## Given records
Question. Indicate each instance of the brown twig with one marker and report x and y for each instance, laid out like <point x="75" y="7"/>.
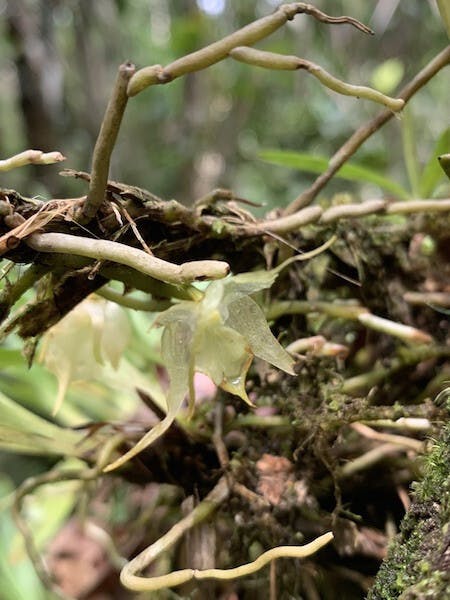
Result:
<point x="105" y="143"/>
<point x="365" y="131"/>
<point x="217" y="51"/>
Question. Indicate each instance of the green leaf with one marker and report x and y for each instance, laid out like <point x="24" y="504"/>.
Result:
<point x="318" y="164"/>
<point x="432" y="174"/>
<point x="23" y="431"/>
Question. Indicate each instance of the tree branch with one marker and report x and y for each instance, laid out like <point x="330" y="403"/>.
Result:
<point x="247" y="36"/>
<point x="365" y="131"/>
<point x="132" y="257"/>
<point x="105" y="143"/>
<point x="271" y="60"/>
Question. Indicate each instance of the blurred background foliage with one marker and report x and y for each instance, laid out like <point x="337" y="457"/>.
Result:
<point x="58" y="63"/>
<point x="183" y="139"/>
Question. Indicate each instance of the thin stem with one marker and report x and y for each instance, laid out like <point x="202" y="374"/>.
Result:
<point x="349" y="312"/>
<point x="30" y="157"/>
<point x="247" y="36"/>
<point x="132" y="257"/>
<point x="345" y="211"/>
<point x="316" y="214"/>
<point x="428" y="298"/>
<point x="12" y="293"/>
<point x="271" y="60"/>
<point x="199" y="514"/>
<point x="147" y="305"/>
<point x="105" y="143"/>
<point x="365" y="131"/>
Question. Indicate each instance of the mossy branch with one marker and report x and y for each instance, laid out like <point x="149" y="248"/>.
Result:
<point x="131" y="257"/>
<point x="198" y="515"/>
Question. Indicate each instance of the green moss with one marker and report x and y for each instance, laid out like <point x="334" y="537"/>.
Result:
<point x="416" y="566"/>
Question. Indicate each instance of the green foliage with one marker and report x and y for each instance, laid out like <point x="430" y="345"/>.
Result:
<point x="387" y="75"/>
<point x="432" y="173"/>
<point x="317" y="164"/>
<point x="218" y="335"/>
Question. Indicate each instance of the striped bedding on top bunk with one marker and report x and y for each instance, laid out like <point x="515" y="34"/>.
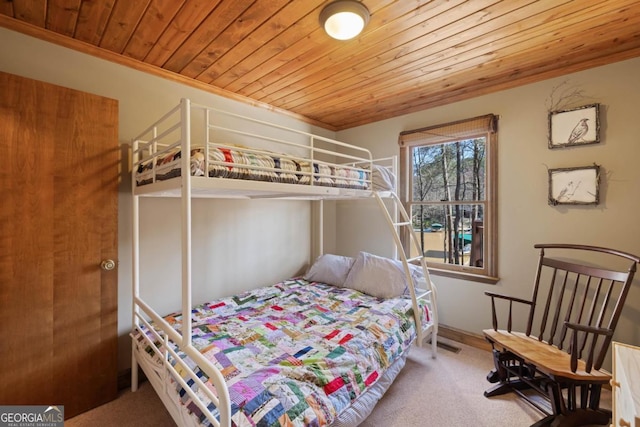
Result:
<point x="298" y="353"/>
<point x="244" y="163"/>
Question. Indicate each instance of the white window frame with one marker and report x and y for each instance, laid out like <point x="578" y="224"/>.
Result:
<point x="484" y="126"/>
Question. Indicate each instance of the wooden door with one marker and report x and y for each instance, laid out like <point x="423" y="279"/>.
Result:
<point x="58" y="221"/>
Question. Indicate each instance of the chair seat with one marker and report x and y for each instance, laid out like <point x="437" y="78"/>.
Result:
<point x="547" y="358"/>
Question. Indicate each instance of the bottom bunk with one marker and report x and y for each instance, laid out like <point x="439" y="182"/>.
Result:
<point x="298" y="353"/>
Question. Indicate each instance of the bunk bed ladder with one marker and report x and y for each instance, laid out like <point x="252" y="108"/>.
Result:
<point x="399" y="222"/>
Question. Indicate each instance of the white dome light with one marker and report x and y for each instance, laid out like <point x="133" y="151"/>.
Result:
<point x="343" y="20"/>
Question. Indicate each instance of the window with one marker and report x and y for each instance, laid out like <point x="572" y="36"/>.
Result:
<point x="448" y="184"/>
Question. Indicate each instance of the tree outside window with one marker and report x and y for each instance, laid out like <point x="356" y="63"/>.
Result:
<point x="448" y="185"/>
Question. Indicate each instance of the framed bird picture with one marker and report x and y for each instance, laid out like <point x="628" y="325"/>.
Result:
<point x="574" y="186"/>
<point x="578" y="126"/>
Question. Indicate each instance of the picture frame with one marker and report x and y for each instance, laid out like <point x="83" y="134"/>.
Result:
<point x="578" y="126"/>
<point x="574" y="186"/>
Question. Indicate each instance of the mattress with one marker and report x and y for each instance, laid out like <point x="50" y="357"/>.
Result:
<point x="297" y="353"/>
<point x="248" y="164"/>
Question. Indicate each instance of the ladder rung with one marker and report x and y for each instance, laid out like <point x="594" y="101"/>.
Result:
<point x="402" y="223"/>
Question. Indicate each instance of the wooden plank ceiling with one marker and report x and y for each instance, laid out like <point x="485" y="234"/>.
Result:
<point x="411" y="56"/>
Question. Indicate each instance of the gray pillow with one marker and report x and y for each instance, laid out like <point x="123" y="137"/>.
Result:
<point x="380" y="277"/>
<point x="330" y="269"/>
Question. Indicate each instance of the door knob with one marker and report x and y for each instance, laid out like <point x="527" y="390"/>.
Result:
<point x="108" y="264"/>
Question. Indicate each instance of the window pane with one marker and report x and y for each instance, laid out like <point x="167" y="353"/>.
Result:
<point x="453" y="171"/>
<point x="450" y="234"/>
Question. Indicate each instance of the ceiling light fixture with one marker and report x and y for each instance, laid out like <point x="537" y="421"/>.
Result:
<point x="344" y="19"/>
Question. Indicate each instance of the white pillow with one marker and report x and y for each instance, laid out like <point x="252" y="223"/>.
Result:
<point x="379" y="277"/>
<point x="383" y="179"/>
<point x="330" y="269"/>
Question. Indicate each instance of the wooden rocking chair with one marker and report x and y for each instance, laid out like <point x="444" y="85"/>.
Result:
<point x="572" y="316"/>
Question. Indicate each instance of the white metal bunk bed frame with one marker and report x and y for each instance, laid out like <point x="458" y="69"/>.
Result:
<point x="187" y="187"/>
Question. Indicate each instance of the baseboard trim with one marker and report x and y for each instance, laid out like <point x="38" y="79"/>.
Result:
<point x="464" y="337"/>
<point x="124" y="378"/>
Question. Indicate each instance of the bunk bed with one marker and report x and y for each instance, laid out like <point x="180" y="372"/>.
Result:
<point x="285" y="354"/>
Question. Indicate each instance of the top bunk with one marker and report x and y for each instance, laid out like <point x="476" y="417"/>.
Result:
<point x="234" y="156"/>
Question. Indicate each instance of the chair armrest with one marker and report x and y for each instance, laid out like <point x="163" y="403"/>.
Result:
<point x="494" y="317"/>
<point x="514" y="299"/>
<point x="576" y="352"/>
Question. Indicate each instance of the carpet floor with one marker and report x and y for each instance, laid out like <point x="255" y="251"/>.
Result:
<point x="446" y="391"/>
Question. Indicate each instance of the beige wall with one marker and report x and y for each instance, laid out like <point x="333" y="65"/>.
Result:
<point x="525" y="218"/>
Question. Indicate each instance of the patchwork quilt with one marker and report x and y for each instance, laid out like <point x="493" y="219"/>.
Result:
<point x="297" y="353"/>
<point x="244" y="163"/>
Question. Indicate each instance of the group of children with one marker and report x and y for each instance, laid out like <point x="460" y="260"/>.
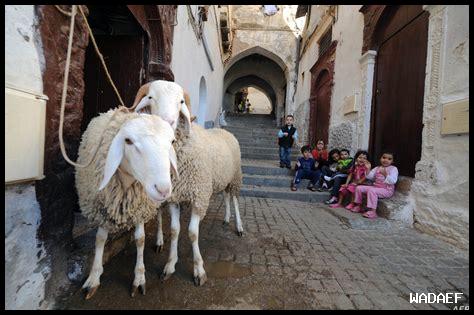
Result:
<point x="339" y="173"/>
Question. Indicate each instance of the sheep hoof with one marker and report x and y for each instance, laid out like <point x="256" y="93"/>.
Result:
<point x="91" y="292"/>
<point x="165" y="276"/>
<point x="200" y="280"/>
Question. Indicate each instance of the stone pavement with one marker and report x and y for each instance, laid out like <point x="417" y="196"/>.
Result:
<point x="293" y="255"/>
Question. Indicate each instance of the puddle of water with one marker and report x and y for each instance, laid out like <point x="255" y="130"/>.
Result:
<point x="225" y="269"/>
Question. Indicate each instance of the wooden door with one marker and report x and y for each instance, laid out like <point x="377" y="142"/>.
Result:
<point x="320" y="109"/>
<point x="399" y="89"/>
<point x="124" y="55"/>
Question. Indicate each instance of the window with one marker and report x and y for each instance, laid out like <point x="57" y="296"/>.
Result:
<point x="325" y="42"/>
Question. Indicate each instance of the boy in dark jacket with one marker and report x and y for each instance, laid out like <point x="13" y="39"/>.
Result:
<point x="306" y="168"/>
<point x="286" y="137"/>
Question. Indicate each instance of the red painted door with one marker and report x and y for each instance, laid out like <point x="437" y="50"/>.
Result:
<point x="320" y="109"/>
<point x="399" y="89"/>
<point x="123" y="50"/>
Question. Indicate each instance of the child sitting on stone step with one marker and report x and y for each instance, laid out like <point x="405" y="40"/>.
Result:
<point x="357" y="175"/>
<point x="328" y="170"/>
<point x="286" y="137"/>
<point x="306" y="169"/>
<point x="342" y="171"/>
<point x="385" y="177"/>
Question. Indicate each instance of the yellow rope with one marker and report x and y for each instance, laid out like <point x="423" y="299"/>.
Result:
<point x="65" y="84"/>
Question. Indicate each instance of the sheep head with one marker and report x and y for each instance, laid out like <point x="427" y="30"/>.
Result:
<point x="165" y="99"/>
<point x="142" y="150"/>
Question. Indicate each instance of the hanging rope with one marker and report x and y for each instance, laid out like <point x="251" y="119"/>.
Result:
<point x="121" y="108"/>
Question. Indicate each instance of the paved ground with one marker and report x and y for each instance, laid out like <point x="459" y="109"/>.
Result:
<point x="293" y="255"/>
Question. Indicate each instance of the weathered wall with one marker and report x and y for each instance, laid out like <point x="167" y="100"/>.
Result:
<point x="260" y="103"/>
<point x="347" y="31"/>
<point x="26" y="267"/>
<point x="189" y="63"/>
<point x="441" y="186"/>
<point x="277" y="34"/>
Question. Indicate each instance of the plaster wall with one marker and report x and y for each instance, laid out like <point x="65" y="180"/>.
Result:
<point x="260" y="103"/>
<point x="26" y="265"/>
<point x="277" y="33"/>
<point x="190" y="64"/>
<point x="441" y="186"/>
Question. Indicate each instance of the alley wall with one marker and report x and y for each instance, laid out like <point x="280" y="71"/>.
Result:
<point x="191" y="67"/>
<point x="26" y="266"/>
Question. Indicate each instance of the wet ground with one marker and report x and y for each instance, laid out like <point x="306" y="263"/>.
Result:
<point x="293" y="255"/>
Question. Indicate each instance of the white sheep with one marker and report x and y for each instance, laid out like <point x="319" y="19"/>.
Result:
<point x="208" y="162"/>
<point x="127" y="179"/>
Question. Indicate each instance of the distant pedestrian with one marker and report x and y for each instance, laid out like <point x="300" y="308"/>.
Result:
<point x="385" y="177"/>
<point x="320" y="154"/>
<point x="306" y="169"/>
<point x="357" y="175"/>
<point x="286" y="137"/>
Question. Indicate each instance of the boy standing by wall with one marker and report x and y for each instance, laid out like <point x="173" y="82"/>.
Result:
<point x="286" y="137"/>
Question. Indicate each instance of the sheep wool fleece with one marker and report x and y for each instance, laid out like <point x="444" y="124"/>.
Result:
<point x="111" y="208"/>
<point x="208" y="162"/>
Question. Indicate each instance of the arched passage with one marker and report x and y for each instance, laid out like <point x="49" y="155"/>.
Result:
<point x="261" y="68"/>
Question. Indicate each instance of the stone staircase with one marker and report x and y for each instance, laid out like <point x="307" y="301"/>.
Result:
<point x="262" y="176"/>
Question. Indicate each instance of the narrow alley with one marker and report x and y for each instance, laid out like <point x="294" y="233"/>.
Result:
<point x="365" y="104"/>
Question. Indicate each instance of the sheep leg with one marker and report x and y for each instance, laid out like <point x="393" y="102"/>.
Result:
<point x="227" y="208"/>
<point x="238" y="221"/>
<point x="93" y="281"/>
<point x="199" y="272"/>
<point x="159" y="233"/>
<point x="173" y="256"/>
<point x="139" y="280"/>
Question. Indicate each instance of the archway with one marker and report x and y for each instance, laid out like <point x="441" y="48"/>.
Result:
<point x="202" y="101"/>
<point x="401" y="38"/>
<point x="258" y="69"/>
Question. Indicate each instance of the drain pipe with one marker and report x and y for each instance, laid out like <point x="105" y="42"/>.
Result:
<point x="298" y="47"/>
<point x="206" y="50"/>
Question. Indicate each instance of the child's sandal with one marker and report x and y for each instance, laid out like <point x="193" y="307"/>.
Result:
<point x="371" y="214"/>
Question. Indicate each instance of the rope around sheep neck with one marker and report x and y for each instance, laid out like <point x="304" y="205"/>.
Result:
<point x="121" y="108"/>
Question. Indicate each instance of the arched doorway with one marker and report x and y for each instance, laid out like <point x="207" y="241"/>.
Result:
<point x="401" y="37"/>
<point x="202" y="102"/>
<point x="320" y="105"/>
<point x="123" y="44"/>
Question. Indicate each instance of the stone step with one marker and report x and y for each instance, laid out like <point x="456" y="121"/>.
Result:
<point x="274" y="152"/>
<point x="264" y="167"/>
<point x="271" y="180"/>
<point x="302" y="194"/>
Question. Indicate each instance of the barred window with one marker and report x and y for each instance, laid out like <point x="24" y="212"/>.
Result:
<point x="325" y="41"/>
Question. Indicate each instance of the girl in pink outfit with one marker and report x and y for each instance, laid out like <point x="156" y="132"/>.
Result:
<point x="384" y="176"/>
<point x="357" y="175"/>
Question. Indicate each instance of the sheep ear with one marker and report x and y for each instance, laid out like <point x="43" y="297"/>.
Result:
<point x="173" y="161"/>
<point x="114" y="158"/>
<point x="140" y="101"/>
<point x="187" y="116"/>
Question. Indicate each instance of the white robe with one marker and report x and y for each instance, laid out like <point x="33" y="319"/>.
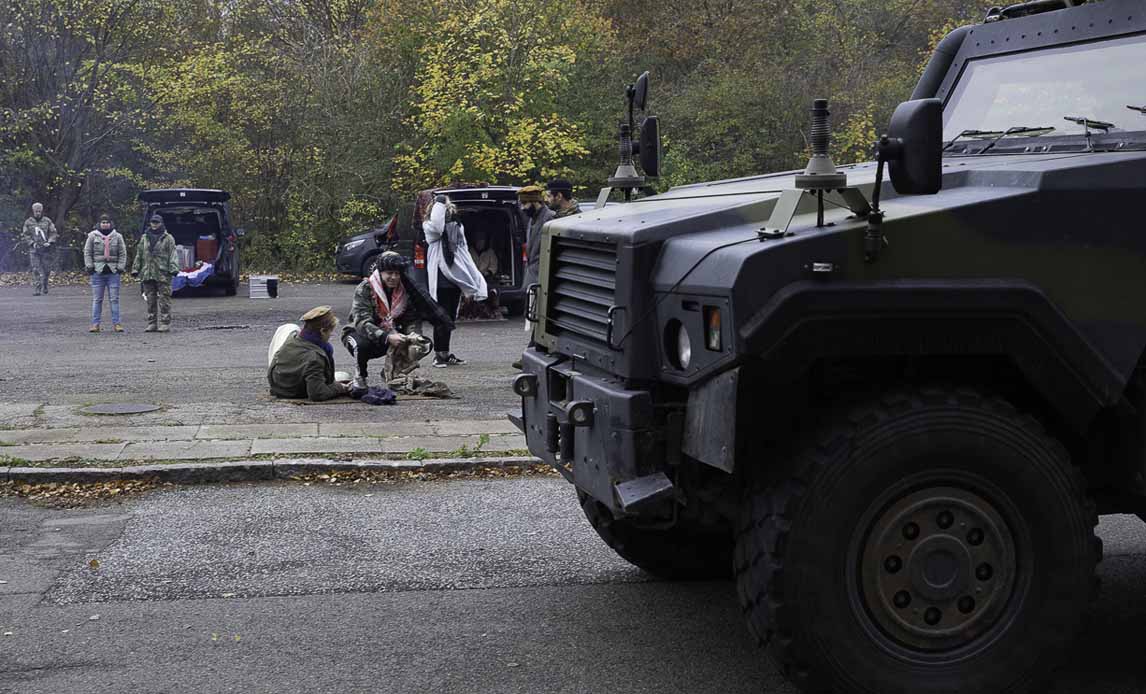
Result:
<point x="463" y="273"/>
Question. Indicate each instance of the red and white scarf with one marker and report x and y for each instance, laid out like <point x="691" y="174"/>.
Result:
<point x="387" y="312"/>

## What you will do
Only the lines from the one containing "Question. Indicate each instance of the child's" through the last line of the records above should be repeated, exactly and without pictures.

## Exercise solution
Question. Indicate each instance of the child's sandal with one marker and report x and y for each instance, laid out like <point x="193" y="307"/>.
Result:
<point x="371" y="214"/>
Question. Indicate each instance of the rope around sheep neck with one marker and report x and y for each instance, laid out like <point x="304" y="205"/>.
Result:
<point x="121" y="108"/>
Question. Indicate each instance of the arched doorway with one marker and report x and y for each instance, laid out like <point x="207" y="241"/>.
Result:
<point x="401" y="37"/>
<point x="202" y="102"/>
<point x="320" y="105"/>
<point x="123" y="44"/>
Question. Indicate each instance of the stone step with one marker and report x and y for each instance, laid out like <point x="456" y="121"/>.
Result:
<point x="274" y="152"/>
<point x="264" y="167"/>
<point x="271" y="180"/>
<point x="302" y="194"/>
Question. Indicate each instance of the barred window with one marker and report x and y for each instance, laid out like <point x="24" y="212"/>.
Result:
<point x="325" y="41"/>
Question. Indicate each instance of the girl in pink outfit with one marker and report x and y for each instance, laid out like <point x="156" y="132"/>.
Result:
<point x="384" y="176"/>
<point x="357" y="175"/>
Question. Indicate each instance of the sheep ear with one marker and report x and y for each instance, laid out like <point x="43" y="297"/>.
Result:
<point x="173" y="161"/>
<point x="114" y="158"/>
<point x="140" y="101"/>
<point x="187" y="116"/>
Question. Indicate each instance of the white robe with one marker and report x and y for each instance, laid out like <point x="33" y="319"/>.
Result:
<point x="463" y="273"/>
Question. Indicate each instance of the red and white scarf with one marker and report x and y for each instance, laid out like <point x="691" y="174"/>.
Result:
<point x="387" y="312"/>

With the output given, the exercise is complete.